-- HOW TO COMPLETE THIS TASK --
Your task is to repeat the entries exactly. Leave the pictures out.

Point localization data:

╔══

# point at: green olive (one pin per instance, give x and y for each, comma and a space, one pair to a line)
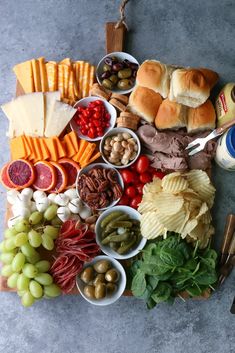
89, 292
100, 278
124, 84
107, 67
100, 291
112, 275
107, 83
102, 266
113, 78
124, 73
87, 275
111, 288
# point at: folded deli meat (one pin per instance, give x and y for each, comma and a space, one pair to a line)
167, 150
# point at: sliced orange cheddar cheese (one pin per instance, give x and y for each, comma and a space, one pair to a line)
36, 75
43, 74
52, 75
17, 147
24, 74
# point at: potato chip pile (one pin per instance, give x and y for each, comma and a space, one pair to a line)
178, 203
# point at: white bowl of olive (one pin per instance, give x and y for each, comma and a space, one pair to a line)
102, 281
117, 72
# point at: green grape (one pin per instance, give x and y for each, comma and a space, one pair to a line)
33, 259
35, 217
6, 271
18, 262
51, 231
22, 282
44, 278
35, 289
21, 293
47, 242
3, 247
35, 238
7, 257
10, 244
56, 221
43, 266
10, 232
52, 290
22, 226
21, 239
30, 270
50, 212
28, 250
27, 299
12, 280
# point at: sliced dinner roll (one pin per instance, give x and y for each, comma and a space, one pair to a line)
145, 103
171, 115
189, 87
201, 118
154, 75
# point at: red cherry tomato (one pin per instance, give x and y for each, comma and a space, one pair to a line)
124, 200
142, 164
127, 176
159, 174
145, 178
136, 201
131, 191
139, 188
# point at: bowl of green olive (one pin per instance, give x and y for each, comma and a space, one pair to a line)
102, 281
118, 232
117, 72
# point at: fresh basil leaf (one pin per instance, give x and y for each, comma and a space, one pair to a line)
138, 284
171, 257
162, 292
152, 281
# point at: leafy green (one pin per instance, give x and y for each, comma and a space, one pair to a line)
170, 266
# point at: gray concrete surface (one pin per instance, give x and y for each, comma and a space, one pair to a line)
187, 32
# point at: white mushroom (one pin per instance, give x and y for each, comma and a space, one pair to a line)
38, 194
75, 205
71, 193
42, 204
61, 200
12, 196
63, 213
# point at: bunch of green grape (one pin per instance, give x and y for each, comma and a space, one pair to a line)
23, 266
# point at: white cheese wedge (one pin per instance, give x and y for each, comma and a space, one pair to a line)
32, 105
61, 115
50, 99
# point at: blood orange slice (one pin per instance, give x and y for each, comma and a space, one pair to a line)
61, 177
45, 178
72, 169
4, 177
20, 173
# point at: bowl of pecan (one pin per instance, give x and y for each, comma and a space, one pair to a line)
99, 186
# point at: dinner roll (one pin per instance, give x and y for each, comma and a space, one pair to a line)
171, 115
154, 75
201, 118
189, 87
145, 103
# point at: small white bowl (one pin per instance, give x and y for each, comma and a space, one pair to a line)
121, 283
115, 131
105, 166
84, 103
121, 56
106, 249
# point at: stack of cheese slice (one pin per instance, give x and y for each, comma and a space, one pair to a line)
38, 114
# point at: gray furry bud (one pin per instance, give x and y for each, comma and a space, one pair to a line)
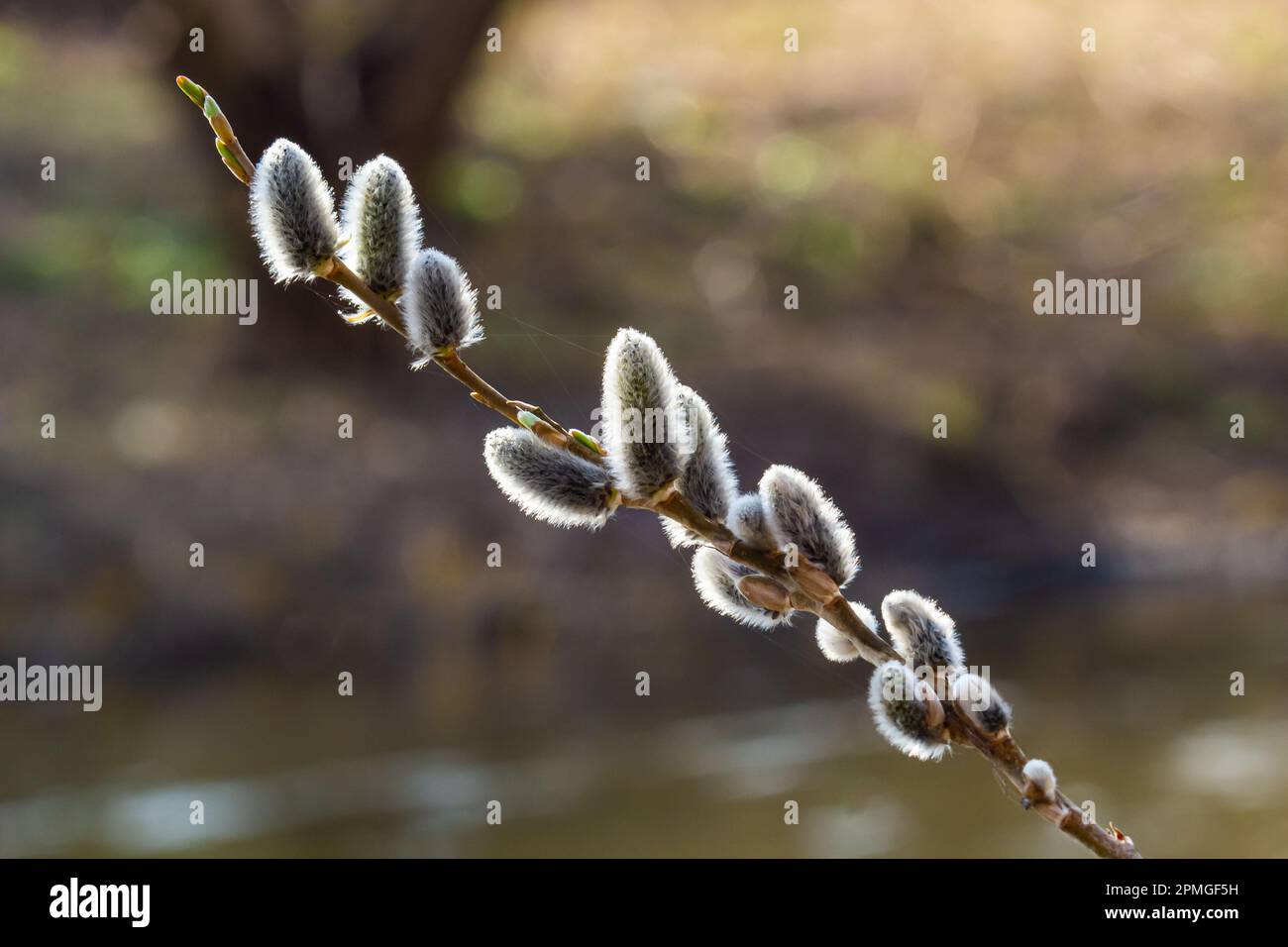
381, 221
921, 631
439, 305
716, 579
837, 646
982, 703
907, 711
707, 479
549, 483
747, 522
1041, 780
639, 415
798, 510
291, 211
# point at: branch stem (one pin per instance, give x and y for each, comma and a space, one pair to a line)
803, 581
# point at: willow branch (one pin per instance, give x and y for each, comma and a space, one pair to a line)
810, 589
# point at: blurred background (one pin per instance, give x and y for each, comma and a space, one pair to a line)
767, 169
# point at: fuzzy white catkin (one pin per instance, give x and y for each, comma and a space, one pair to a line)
381, 222
639, 415
978, 698
747, 521
921, 631
798, 510
716, 579
901, 715
291, 211
707, 480
439, 305
1039, 774
548, 483
836, 646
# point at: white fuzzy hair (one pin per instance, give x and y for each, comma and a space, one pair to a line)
439, 305
1039, 774
798, 510
381, 221
548, 483
291, 211
639, 394
716, 579
836, 646
921, 631
747, 521
978, 698
901, 715
707, 480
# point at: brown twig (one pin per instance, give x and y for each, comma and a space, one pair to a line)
810, 590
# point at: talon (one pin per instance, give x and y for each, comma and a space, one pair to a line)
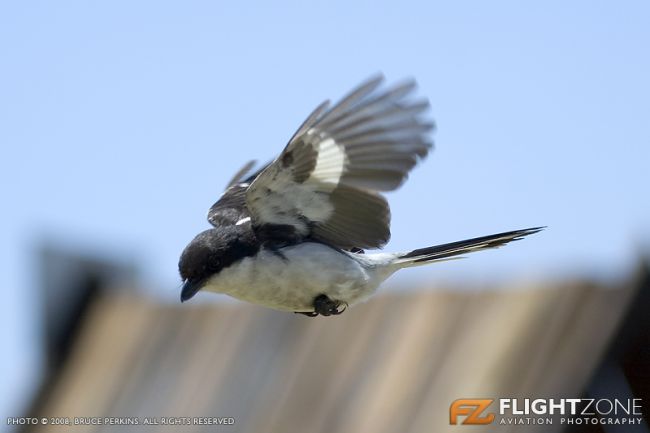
307, 313
324, 306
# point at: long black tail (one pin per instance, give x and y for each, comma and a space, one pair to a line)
448, 251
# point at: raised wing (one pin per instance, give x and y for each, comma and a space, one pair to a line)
231, 206
326, 182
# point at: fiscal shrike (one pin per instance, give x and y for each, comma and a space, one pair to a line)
292, 235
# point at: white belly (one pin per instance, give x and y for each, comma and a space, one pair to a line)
291, 284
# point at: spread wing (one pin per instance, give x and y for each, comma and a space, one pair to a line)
231, 206
326, 182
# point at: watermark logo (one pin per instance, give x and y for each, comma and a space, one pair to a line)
528, 411
473, 411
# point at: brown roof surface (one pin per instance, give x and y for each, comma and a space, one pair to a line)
394, 364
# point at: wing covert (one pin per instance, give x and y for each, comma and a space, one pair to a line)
326, 183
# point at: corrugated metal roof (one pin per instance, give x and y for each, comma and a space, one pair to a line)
393, 364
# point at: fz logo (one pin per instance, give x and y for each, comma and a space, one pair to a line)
471, 409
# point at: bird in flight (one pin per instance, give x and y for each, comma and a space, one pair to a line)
292, 235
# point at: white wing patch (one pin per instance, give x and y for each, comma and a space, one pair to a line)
330, 164
243, 221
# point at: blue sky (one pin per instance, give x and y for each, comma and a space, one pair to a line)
121, 122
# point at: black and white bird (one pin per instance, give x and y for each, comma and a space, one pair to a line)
292, 235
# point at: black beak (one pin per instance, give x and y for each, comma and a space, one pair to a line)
190, 288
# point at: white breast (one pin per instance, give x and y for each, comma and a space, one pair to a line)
292, 277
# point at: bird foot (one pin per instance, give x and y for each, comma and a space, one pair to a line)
324, 306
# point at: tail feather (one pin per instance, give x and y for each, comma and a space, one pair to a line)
453, 249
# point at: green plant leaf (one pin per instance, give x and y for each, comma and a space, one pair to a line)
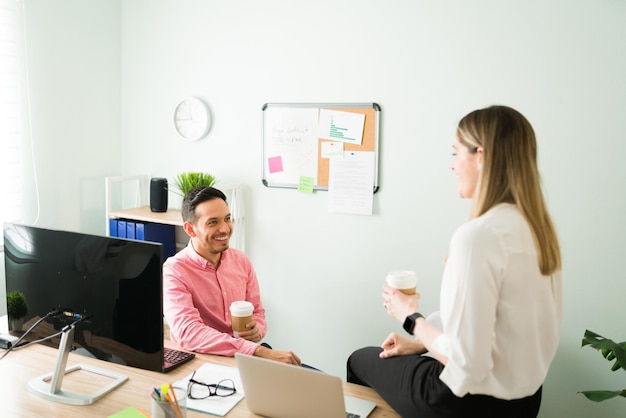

╚══

-- SOLUTION TO THIS PROBLEM --
# point at: green olive (one pin per instance, give x and y for each, comma and a space, one pair to a line)
89, 292
100, 278
124, 84
107, 67
100, 291
112, 275
107, 83
102, 266
113, 78
124, 73
87, 275
111, 288
# point at: folded deli meat (one pin per instance, give x and y for each, comma and a space, one pair to a line)
167, 150
# point at: sliced orange cheddar cheese (one pin per instance, give x and y for each, comma and a space, one pair to a line)
36, 75
43, 74
52, 75
17, 147
24, 74
# point at: potato chip pile (one pin per instance, give x and y for each, comma and a space, one pair to a line)
178, 203
# point at: white bowl of olive (one pin per instance, give x and y for each, comma and a space, one pair to a line)
102, 281
117, 72
# point at: green grape (one pin per instance, give x and y for each, comma and a space, one pair to a line)
33, 259
35, 217
6, 271
18, 262
51, 231
22, 282
44, 278
35, 289
21, 293
47, 242
3, 247
35, 238
7, 257
10, 244
56, 221
43, 266
10, 232
52, 290
22, 226
21, 239
30, 270
50, 212
28, 250
27, 299
12, 280
# point at: sliced dinner roll (one pin per instance, give x and y for each, comma and a space, one pair to a line)
145, 103
171, 115
189, 87
201, 118
154, 75
# point at: red cherry tomato (one pin per instance, give x and y for each, comma and a space, one pair to a line)
124, 200
142, 164
127, 176
159, 174
145, 178
136, 201
131, 191
139, 188
# point at: bowl of green olive (one pin per instance, give x and y for each, comma and a space, one pair to a line)
102, 281
118, 232
117, 72
# point at: fresh basil leaf (one pin per instance, give x and y for each, comma and a space, one pair to a line)
138, 284
171, 257
162, 292
152, 281
# point at: leafy green (one pin per instance, give x and y for each, comma and a space, one pair to a line)
170, 266
# point at: gray concrete surface (one pin per instance, give x and y for each, comma and a space, one pair to a line)
187, 32
# point at: white mushroom (one pin per instance, give x and y for each, comma and a space, one pair to a line)
38, 194
75, 205
71, 193
42, 204
61, 200
12, 196
63, 213
# point at: bunch of green grape (one pin per instance, give x and y for each, comma and a space, one pair to a line)
23, 266
# point at: white cheese wedge (one pin per instance, give x and y for each, comma and a space, one pair to a line)
32, 105
61, 115
50, 99
# point at: blood orange slice (one pin per instance, give x and y for each, comma and a space, one pair to a line)
61, 177
45, 178
72, 169
4, 177
20, 173
# point at: bowl of pecan (one pin per instance, give x and y for each, comma and a space, one pair to a line)
99, 186
# point at: dinner roll (one pin per instance, give x and y for each, comma and a space, one pair to a line)
171, 115
154, 75
201, 118
189, 87
145, 103
# point at: small white bowl (one pin per instance, give x and y for each, comma and a space, one pair to a line)
121, 283
115, 131
105, 166
84, 103
121, 56
106, 249
# point at: stack of cheese slice (one pin per instance, give x and y for each, comma and a space, one pair to a line)
38, 114
# point at: gray furry bud (one pin per instance, give x and y for each, comma and a space, one pair to a line)
381, 221
921, 631
439, 305
716, 579
837, 646
982, 703
907, 711
707, 479
549, 483
747, 522
1041, 780
639, 415
798, 510
291, 211
# point at: branch stem (one pin per instance, give x and y for each, comma and a space, one pair to a line)
803, 581
# point at: willow branch (one pin per instance, give x and y for each, comma and a space, one pair to a line)
810, 589
# point at: blurred background (one pin per instance, give x and y for each, comma and a space, one pair to a line)
767, 169
# point at: fuzzy white catkin (one pin per instance, give x and y for each, comma and a space, one pair to a line)
381, 222
639, 415
978, 698
747, 521
921, 631
798, 510
716, 579
901, 715
291, 211
707, 480
439, 305
1039, 774
548, 483
836, 646
# point at: white fuzzy hair (one pin per instance, give x and y for each, comma and a space, one pair to a line)
439, 305
1039, 774
798, 510
381, 221
548, 483
291, 211
639, 394
716, 579
836, 646
921, 631
747, 521
978, 698
901, 715
707, 480
# point at: brown twig (one pin per instance, give x and y for each, comma and a space, one pair to a line)
810, 590
# point at: talon (one pin per instance, give x and y for each, comma and a space, one pair to a line)
307, 313
324, 306
# point at: long black tail (one pin per instance, give x and y for each, comma and a space, one pair to a line)
448, 251
# point at: raised wing (one pin per instance, give x and y for each, comma and a space, one pair to a line)
231, 206
326, 182
# point at: fiscal shrike (one pin per instance, give x and y for each, comma and a space, one pair to a line)
292, 235
# point at: white belly (one pin per instance, give x and y for each, comma and a space, one pair to a line)
291, 284
# point at: spread wing (one pin per instance, give x and y for each, comma and a space, one pair to a line)
231, 206
326, 182
# point at: watermark logo (one pin per instance, give x and y for each, comma and a space, one pair to a line)
528, 411
473, 411
# point at: brown roof surface (one pin per instance, give x and y for each, comma and a space, one pair to a line)
394, 364
# point at: wing covert (one pin per instance, give x and y for each, comma and a space, one pair to a line)
326, 183
# point at: corrugated metal roof (one pin per instance, give x and y for each, comma and a space, one pair to a line)
393, 364
# point at: fz logo (one pin per instance, give x and y for each, comma and a space, one pair to a line)
471, 409
# point at: bird in flight (one pin per instance, give x and y for each, comma and a space, one pair to a line)
292, 235
# point at: white wing patch (one pin per instance, give x and y for each, comma and a space, one pair to a line)
330, 164
243, 221
# point at: blue sky (one pin per instance, give x and y for each, comma and a space, one pair to a line)
121, 122
# point at: black and white bird (one pin per instance, give x and y for each, comma and a space, one pair to a line)
292, 235
# point at: black beak (one pin per instance, give x and y for each, comma and a space, one pair to a line)
190, 288
# point at: white breast (one pin per instance, give x and y for each, comma and a space, one pair to a line)
292, 277
# point at: bird foot (one pin per instance, give x and y for each, comma and a space, one pair to a line)
324, 306
# point at: tail feather (one pin per instance, give x and y for each, comma and a space, one pair to a line)
453, 249
# point at: green plant leaf (one pin per instance, give x and y for each, comma and a space, one pair to a line)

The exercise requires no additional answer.